#### What is needed:
Using the lines below, work out the count of those that hold "egret". Give the number only.
═══
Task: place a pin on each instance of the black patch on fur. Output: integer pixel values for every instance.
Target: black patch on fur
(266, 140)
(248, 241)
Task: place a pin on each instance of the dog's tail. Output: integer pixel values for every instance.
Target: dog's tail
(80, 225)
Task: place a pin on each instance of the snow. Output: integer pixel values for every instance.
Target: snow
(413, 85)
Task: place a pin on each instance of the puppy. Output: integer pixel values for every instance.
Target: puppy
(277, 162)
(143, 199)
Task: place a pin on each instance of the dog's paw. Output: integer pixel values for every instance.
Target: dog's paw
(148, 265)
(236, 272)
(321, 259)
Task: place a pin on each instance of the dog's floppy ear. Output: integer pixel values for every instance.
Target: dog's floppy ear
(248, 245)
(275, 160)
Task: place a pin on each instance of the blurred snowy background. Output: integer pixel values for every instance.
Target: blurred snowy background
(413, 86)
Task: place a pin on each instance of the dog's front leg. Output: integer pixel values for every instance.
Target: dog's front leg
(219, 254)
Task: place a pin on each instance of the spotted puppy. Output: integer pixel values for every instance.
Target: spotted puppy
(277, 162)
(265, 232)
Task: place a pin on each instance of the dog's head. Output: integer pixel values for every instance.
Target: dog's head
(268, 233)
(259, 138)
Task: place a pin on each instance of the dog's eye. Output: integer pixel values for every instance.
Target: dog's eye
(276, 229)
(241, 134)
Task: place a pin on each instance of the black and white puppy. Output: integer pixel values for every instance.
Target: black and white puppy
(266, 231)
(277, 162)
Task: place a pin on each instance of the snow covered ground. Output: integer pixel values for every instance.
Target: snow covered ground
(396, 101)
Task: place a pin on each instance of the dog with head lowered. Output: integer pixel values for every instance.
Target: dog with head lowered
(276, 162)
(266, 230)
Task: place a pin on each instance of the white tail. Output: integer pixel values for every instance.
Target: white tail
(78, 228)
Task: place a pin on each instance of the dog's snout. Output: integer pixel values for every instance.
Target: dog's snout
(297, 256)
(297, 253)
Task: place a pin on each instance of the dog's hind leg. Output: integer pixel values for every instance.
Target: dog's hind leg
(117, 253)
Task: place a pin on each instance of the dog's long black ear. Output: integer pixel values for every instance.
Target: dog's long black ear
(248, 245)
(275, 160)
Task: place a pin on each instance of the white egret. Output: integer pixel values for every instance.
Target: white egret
═══
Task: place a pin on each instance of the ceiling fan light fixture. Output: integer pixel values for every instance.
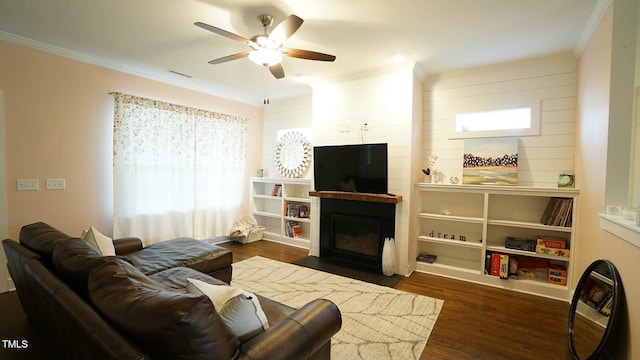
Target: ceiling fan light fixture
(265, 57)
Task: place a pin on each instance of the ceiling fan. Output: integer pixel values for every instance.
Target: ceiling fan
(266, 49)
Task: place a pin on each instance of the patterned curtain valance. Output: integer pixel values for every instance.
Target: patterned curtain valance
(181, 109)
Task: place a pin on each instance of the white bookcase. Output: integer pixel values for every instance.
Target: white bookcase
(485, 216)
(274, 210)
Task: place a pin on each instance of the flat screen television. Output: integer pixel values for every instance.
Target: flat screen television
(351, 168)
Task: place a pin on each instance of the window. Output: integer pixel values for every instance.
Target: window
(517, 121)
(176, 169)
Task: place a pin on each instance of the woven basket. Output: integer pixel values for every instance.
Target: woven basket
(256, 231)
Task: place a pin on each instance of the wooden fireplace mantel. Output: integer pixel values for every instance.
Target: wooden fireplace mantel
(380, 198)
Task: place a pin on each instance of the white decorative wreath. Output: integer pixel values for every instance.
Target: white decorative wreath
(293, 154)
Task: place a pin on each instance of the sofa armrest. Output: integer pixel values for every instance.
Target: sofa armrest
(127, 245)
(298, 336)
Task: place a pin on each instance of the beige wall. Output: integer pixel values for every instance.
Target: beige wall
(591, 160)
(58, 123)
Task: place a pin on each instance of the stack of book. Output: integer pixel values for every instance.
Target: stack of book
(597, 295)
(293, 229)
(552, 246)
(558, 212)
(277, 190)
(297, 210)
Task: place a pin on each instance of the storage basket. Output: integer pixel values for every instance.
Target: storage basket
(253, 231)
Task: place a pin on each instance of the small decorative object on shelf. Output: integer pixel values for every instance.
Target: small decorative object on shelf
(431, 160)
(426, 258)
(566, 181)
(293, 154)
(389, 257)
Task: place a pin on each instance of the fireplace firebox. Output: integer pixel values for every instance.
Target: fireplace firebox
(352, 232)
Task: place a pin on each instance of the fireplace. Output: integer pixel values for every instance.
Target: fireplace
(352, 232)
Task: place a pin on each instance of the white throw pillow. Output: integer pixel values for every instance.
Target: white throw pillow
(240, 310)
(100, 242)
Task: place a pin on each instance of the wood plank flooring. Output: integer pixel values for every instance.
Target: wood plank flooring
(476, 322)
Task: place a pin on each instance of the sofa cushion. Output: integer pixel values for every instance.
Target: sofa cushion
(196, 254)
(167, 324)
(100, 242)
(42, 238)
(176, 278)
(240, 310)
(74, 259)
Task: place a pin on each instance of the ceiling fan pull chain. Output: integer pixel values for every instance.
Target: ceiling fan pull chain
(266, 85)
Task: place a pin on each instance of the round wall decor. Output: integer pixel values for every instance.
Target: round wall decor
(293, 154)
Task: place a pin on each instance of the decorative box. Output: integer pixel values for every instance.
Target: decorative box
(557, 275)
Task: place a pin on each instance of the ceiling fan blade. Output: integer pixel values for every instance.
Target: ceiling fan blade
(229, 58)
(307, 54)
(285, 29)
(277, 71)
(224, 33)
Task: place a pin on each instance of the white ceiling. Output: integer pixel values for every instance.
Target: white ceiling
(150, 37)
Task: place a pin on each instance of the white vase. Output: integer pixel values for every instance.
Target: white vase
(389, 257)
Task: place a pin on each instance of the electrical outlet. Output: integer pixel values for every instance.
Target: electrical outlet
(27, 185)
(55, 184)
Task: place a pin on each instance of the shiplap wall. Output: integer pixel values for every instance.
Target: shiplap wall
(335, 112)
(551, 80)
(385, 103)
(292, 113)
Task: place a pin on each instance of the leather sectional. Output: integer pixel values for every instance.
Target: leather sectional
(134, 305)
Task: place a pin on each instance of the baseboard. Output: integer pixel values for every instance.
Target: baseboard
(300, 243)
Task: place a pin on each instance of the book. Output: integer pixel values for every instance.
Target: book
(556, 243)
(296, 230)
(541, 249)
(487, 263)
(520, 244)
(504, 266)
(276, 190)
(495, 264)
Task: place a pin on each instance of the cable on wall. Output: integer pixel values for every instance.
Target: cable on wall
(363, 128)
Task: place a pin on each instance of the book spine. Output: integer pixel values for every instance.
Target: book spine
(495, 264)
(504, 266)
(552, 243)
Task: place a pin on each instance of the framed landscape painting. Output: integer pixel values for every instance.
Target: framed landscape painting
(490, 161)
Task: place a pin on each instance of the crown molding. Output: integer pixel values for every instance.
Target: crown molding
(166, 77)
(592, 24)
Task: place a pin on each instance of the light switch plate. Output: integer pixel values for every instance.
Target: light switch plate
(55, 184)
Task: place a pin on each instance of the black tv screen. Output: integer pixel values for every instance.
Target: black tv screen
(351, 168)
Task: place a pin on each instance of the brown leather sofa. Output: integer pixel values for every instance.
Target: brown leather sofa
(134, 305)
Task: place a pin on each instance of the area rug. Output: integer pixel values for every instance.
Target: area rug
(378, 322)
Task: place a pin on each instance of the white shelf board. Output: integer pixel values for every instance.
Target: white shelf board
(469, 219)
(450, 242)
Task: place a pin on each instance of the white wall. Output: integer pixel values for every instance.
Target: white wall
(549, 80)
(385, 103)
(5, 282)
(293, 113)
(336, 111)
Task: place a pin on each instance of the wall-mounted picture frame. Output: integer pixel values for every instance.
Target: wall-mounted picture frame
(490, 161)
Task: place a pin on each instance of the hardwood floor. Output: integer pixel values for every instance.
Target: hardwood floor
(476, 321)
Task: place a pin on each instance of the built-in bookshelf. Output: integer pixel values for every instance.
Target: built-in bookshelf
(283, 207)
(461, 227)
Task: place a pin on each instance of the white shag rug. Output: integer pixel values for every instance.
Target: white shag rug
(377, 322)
═══
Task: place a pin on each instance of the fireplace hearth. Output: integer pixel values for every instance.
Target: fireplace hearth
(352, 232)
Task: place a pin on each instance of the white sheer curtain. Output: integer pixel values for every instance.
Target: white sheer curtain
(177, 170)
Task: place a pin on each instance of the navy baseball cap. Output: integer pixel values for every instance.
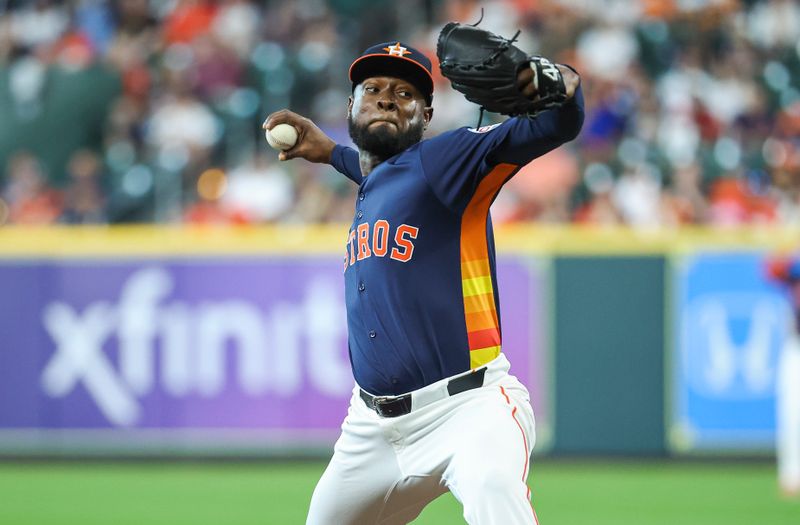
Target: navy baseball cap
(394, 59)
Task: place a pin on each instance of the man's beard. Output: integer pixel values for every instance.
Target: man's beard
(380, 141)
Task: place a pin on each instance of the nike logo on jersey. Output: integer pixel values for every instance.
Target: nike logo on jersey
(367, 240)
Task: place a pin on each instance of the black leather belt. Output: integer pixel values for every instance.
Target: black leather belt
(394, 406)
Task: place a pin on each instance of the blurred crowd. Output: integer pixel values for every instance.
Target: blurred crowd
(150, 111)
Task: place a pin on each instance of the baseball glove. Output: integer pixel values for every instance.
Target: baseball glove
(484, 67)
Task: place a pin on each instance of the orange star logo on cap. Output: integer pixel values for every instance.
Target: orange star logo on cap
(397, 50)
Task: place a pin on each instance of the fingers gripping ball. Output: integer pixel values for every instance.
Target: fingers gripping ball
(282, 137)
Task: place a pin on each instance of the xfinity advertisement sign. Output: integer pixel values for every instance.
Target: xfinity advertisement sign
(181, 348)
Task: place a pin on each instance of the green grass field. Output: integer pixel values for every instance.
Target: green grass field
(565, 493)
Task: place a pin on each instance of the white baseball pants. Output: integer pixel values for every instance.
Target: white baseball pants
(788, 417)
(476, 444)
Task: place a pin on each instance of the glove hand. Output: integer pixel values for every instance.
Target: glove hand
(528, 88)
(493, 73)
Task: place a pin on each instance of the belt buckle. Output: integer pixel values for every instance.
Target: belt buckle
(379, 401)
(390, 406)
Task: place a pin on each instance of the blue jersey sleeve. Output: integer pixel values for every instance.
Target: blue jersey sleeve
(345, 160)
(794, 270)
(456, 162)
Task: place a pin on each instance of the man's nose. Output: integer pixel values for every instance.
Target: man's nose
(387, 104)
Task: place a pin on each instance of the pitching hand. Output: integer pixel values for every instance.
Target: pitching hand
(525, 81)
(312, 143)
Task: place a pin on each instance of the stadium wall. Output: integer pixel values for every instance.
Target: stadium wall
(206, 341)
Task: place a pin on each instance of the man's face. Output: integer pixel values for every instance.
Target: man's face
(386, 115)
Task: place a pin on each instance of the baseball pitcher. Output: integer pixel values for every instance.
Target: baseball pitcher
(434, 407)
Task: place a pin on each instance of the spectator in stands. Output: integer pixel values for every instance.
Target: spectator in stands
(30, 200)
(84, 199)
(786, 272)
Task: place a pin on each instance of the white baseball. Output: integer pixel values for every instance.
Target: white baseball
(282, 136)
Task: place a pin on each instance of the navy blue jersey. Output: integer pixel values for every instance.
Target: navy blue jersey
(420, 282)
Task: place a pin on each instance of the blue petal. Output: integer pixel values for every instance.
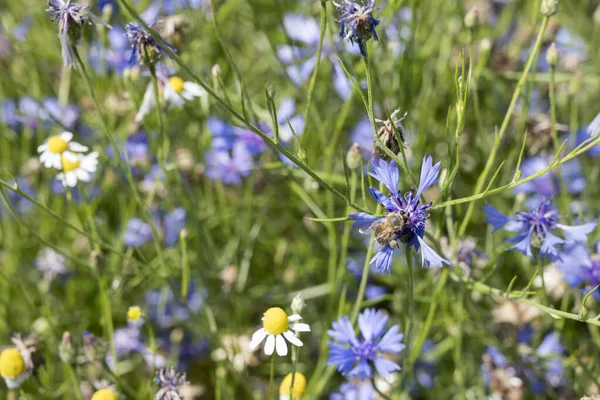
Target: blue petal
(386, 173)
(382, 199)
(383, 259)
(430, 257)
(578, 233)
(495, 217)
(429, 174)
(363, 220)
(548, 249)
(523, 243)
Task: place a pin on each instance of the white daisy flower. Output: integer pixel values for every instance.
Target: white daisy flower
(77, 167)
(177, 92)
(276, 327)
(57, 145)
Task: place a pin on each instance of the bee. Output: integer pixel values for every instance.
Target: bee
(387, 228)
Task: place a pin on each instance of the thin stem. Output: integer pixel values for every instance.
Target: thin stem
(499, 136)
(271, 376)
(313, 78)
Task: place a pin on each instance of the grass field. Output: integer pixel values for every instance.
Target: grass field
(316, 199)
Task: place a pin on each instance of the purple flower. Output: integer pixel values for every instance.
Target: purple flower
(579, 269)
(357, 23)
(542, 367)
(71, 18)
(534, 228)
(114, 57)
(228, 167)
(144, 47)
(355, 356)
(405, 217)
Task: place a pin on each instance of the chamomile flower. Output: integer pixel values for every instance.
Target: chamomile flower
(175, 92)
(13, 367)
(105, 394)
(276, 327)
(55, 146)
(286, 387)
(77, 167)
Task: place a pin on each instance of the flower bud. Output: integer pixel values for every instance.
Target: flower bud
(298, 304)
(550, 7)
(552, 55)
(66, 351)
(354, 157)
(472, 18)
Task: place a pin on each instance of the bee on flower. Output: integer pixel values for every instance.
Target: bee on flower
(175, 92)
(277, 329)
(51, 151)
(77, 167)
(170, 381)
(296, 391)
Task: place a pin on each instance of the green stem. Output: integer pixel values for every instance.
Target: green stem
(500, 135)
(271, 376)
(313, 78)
═══
#### Finished task:
2